● TASK REQUIREMENTS
Recast the lines as a JSON list of strings, one string per line, leaving out blank lines. Begin at the line containing "[point] every instance of the gravel" and continue through the end of the records.

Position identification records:
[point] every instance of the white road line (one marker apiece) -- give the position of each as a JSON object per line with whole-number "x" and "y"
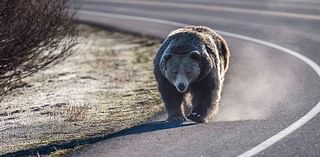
{"x": 216, "y": 8}
{"x": 283, "y": 133}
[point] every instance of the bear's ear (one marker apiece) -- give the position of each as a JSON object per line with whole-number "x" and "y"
{"x": 195, "y": 55}
{"x": 167, "y": 56}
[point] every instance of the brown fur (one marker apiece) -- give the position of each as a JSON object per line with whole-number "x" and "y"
{"x": 206, "y": 90}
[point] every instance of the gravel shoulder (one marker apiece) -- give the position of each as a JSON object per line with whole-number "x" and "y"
{"x": 106, "y": 86}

● REPLY TO THE EXERCISE
[
  "[point] every instance of the gravel shoulder (one marker apiece) -- give the position of each as a JSON object per line with whole-number \"x\" and \"y\"",
  "{\"x\": 106, \"y\": 86}"
]